OKRA (Dec 22 - Jan 20) Are tough on the outside but tender on the inside. Okras have tremendous influence. An older Okra can look back over his life and see the seeds of his influence everywhere. You can do something good each day if you try.

CHITLIN (Jan 21 - Feb 19) Chitlins come from humble backgrounds. A Chitlin, however, will make something of himself if he is motivated and has lots of seasoning. In dealing with Chitlins, be careful, they may surprise you. They can erupt like Vesuvius.

GRUBWORM (Feb 20 - March 20) You have an overwhelming curiosity. You're unsatisfied with the surface of things, and you feel the need to bore deep into the interior of everything. Needless to say, you are very intense and driven as if you had some inner hunger. You love to stay busy and tend to work too much. Nobody in their right mind is going to marry you, so don't worry about it.

MOON PIE (March 21 - April 20) You're the type that spends a lot of time on the front porch. A cinch to recognize the physical appearance of Moon Pies: Big and round are the key words here. You should marry anybody who you can get remotely interested in the idea. It's not going to be easy. You always have a big smile and are happy. This might be the year to think about aerobics. Maybe not!

POSSUM (April 21 - May 21) When confronted with life's difficulties, possums have a marked tendency to withdraw and develop a don't-bother-me-about-it attitude. Sometimes you become so withdrawn, people actually think you're dead. This strategy is probably not psychologically healthy but seems to work for you. You are a rare breed. Most folks love to watch you work and play. You are a night person and mind your own business.

CRAWFISH (May 22 - June 21) Crawfish is a water sign. If you work in an Office, you're hanging around the water cooler. Crawfish prefer the beach to the mountains, the pool to the golf course, and the bathtub to the living room. You tend not to be particularly attractive physically, but you have very, very good heads.

COLLARDS (June 22 - July 23) Collards have a genius for commmunication. They love to get in the melting pot of life and share their essence with the essence of those around them. Collards make good social workers, psychologists, and baseball managers. As far as your personal life goes, if you are Collards, stay away from Crawfish. It just won't work. Save yourself a lot of heartache.

CATFISH (July 24 - Aug 23) Catfish are traditionalists in matters of the heart, although one's whiskers may cause problems for loved ones. You Catfish are never easy people to understand. You run fast. You work and play hard. Even though you prefer the muddy bottoms to the clear surface of life, you are liked by most. Above all else, Catfish should stay away from Moon Pies.
-*-
▸ **EXERCISE TASKS**
a: List every sign named in the horoscope text, along with its date range.
b: Summarize the horoscope text in two sentences.

[Image point annotation entries]
-*-
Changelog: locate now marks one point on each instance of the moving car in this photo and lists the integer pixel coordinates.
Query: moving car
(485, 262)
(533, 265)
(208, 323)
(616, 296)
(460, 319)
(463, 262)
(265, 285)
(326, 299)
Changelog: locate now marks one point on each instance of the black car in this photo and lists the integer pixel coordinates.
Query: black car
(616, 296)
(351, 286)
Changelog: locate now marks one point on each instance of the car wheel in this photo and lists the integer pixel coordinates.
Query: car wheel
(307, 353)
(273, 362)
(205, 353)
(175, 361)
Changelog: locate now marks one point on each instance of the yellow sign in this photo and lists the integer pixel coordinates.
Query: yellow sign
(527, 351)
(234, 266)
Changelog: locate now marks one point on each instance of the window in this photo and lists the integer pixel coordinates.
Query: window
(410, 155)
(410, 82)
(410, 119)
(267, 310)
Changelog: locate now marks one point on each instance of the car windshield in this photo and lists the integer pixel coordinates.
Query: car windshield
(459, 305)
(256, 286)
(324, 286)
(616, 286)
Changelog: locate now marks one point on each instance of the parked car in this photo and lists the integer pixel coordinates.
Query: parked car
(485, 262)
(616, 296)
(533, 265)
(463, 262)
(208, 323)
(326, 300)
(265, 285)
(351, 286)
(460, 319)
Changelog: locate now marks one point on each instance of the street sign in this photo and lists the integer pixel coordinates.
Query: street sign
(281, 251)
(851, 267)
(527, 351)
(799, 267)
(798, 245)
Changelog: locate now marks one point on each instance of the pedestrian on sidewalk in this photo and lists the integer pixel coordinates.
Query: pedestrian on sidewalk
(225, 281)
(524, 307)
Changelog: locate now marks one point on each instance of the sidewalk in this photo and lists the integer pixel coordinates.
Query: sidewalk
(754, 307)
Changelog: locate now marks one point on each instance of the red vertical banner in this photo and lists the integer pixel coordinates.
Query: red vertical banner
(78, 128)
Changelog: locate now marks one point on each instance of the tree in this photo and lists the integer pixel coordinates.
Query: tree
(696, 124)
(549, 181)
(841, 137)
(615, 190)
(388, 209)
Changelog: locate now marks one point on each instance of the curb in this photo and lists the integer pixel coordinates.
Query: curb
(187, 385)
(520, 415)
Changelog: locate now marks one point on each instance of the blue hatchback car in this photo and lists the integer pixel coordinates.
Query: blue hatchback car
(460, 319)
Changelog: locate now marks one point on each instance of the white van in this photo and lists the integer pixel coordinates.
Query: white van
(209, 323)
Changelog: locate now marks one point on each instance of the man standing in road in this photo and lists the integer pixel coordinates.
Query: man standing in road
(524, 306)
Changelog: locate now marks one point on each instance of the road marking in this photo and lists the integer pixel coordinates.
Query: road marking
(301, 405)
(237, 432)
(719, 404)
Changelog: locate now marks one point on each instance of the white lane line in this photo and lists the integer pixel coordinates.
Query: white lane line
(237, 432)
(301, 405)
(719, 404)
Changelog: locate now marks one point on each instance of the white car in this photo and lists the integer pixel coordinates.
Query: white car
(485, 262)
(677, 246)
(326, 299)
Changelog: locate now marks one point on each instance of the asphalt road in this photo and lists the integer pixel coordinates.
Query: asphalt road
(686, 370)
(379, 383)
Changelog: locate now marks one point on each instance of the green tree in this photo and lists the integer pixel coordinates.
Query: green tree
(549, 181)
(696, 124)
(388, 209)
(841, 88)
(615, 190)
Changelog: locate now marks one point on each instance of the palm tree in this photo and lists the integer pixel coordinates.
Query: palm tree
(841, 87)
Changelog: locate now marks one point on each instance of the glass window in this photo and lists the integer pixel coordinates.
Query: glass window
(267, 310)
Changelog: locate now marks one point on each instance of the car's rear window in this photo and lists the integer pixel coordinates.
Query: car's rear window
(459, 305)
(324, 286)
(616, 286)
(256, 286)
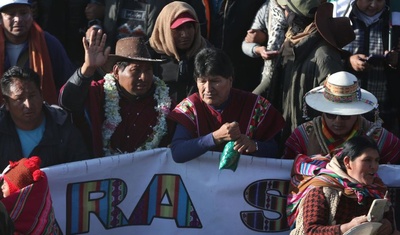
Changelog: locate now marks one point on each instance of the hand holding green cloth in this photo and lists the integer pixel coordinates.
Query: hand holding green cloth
(229, 157)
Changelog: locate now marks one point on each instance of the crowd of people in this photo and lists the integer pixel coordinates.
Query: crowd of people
(278, 78)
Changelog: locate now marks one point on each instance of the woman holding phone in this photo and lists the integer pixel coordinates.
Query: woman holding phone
(332, 194)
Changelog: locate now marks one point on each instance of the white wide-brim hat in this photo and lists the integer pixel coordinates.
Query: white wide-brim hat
(4, 3)
(341, 95)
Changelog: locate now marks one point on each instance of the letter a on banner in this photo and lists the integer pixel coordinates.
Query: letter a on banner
(98, 197)
(166, 197)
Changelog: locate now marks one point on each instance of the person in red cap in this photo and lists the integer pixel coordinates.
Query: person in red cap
(177, 38)
(25, 184)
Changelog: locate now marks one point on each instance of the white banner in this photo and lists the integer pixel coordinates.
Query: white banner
(148, 193)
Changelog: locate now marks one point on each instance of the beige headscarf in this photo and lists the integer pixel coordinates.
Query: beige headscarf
(161, 39)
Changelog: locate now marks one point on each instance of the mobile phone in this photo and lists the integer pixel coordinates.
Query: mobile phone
(272, 52)
(375, 60)
(376, 210)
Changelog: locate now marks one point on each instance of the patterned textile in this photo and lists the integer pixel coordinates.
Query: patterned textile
(333, 141)
(31, 210)
(39, 61)
(309, 172)
(309, 139)
(257, 118)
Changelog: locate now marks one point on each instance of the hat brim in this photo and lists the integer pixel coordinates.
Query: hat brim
(316, 100)
(6, 4)
(112, 59)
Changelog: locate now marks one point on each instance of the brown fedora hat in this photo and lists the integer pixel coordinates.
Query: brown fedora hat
(129, 48)
(336, 31)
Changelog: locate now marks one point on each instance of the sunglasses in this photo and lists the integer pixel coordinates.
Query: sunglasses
(334, 116)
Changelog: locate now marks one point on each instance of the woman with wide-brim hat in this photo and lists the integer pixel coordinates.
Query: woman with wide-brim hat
(342, 104)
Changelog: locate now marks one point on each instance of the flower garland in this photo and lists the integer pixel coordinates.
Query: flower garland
(113, 117)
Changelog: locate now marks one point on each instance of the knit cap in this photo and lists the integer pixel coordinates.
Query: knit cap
(23, 173)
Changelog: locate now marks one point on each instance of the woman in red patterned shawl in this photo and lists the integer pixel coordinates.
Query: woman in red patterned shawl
(342, 103)
(218, 113)
(26, 196)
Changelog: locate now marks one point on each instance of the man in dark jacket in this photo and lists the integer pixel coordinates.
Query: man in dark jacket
(30, 127)
(24, 43)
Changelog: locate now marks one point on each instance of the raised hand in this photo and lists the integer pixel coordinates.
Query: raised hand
(95, 55)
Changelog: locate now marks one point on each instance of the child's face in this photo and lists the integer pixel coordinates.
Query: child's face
(5, 189)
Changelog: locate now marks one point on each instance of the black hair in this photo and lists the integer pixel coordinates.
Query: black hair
(355, 147)
(212, 62)
(17, 73)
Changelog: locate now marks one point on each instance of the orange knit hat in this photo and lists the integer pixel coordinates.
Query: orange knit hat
(23, 173)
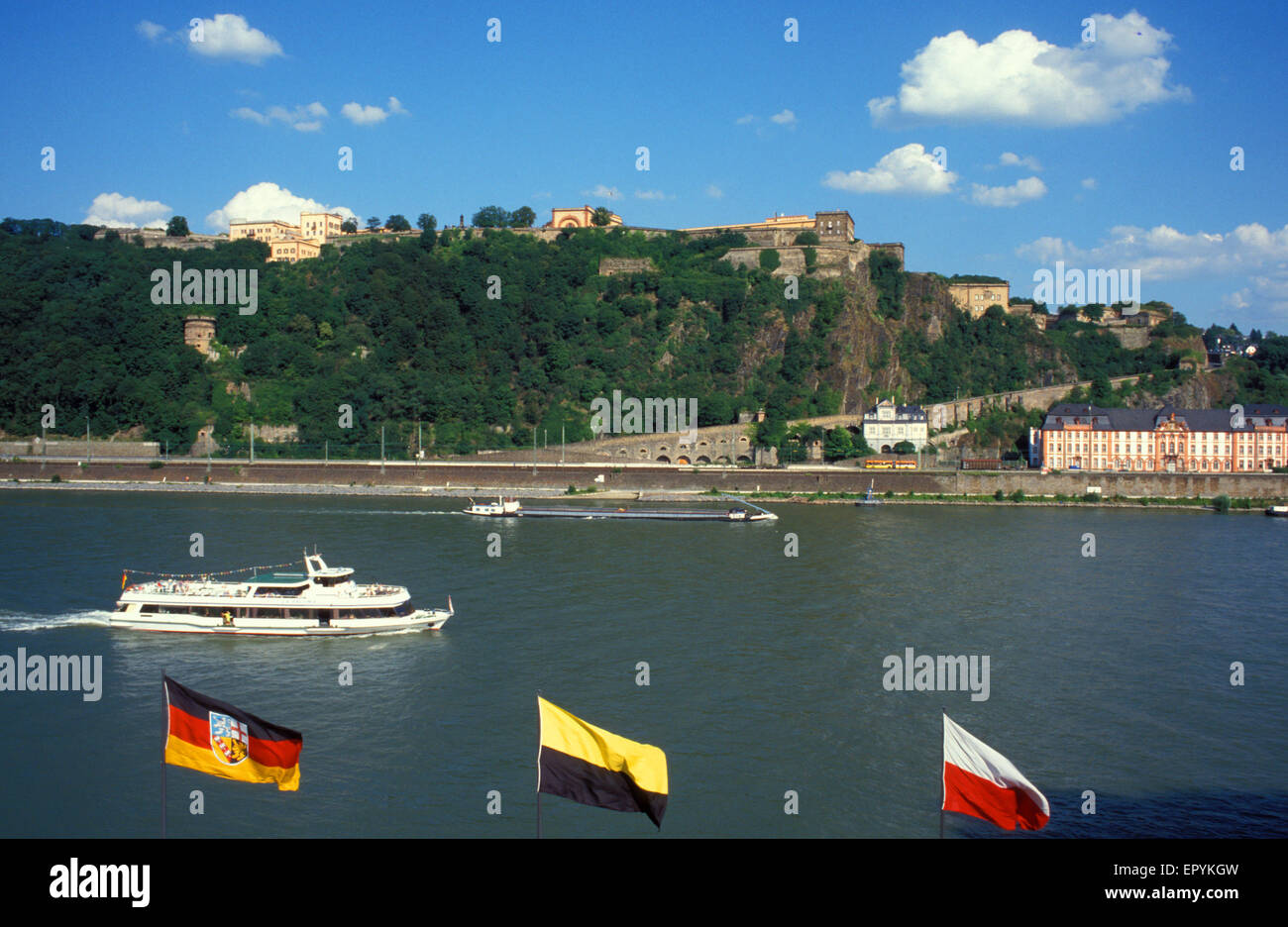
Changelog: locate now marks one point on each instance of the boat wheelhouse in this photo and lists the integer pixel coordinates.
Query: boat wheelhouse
(502, 507)
(322, 601)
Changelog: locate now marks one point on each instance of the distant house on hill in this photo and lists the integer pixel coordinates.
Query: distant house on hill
(287, 243)
(887, 424)
(579, 217)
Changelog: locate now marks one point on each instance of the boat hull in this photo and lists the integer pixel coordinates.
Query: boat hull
(279, 627)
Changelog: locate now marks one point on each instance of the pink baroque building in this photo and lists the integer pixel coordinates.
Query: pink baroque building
(1076, 437)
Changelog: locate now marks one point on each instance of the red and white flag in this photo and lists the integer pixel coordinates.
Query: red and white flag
(983, 783)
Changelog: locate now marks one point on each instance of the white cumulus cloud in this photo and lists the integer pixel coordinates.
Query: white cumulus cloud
(603, 192)
(231, 37)
(1020, 191)
(1164, 253)
(372, 115)
(910, 168)
(1013, 159)
(268, 201)
(1020, 78)
(301, 117)
(123, 211)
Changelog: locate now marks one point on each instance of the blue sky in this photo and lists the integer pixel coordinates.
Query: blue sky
(1107, 154)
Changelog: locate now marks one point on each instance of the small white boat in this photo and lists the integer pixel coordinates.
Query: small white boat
(502, 507)
(322, 601)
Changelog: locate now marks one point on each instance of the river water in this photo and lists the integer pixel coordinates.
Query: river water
(1108, 673)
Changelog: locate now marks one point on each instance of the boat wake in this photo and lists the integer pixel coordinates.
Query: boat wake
(376, 511)
(21, 621)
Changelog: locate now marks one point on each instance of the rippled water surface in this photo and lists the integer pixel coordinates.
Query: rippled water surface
(1108, 673)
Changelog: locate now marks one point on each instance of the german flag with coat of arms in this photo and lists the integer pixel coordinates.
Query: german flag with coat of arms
(214, 737)
(592, 767)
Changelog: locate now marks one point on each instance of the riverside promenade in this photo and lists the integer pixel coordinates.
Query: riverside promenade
(546, 477)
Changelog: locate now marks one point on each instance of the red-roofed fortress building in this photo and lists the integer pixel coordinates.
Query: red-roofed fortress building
(1076, 437)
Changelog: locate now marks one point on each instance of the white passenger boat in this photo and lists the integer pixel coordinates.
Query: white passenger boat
(322, 601)
(502, 507)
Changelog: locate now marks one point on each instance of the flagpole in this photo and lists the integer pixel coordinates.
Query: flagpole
(539, 764)
(943, 794)
(166, 709)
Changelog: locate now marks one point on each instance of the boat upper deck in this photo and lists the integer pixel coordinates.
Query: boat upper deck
(295, 590)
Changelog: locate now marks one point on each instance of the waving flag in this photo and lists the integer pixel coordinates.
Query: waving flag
(591, 767)
(217, 738)
(983, 783)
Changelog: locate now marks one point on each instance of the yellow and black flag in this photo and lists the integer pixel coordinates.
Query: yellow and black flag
(591, 767)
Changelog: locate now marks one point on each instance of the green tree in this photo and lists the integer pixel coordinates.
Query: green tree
(838, 445)
(490, 217)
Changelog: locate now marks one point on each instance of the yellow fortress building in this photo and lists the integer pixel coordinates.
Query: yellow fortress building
(287, 243)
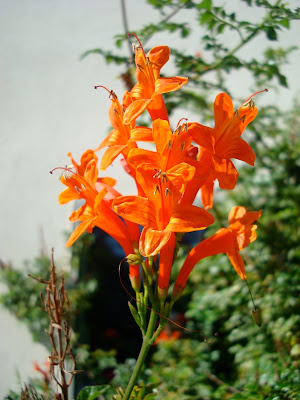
-*-
▸ **THE ANSWERS**
a:
Okra (Dec 22 - Jan 20)
Chitlin (Jan 21 - Feb 19)
Grubworm (Feb 20 - March 20)
Moon Pie (March 21 - April 20)
Possum (April 21 - May 21)
Crawfish (May 22 - June 21)
Collards (June 22 - July 23)
Catfish (July 24 - Aug 23)

b: The horoscope text describes eight signs, from Okra to Catfish, giving each a date range and a set of personality traits. It also gives advice, such as telling Collards to stay away from Crawfish and Catfish to stay away from Moon Pies.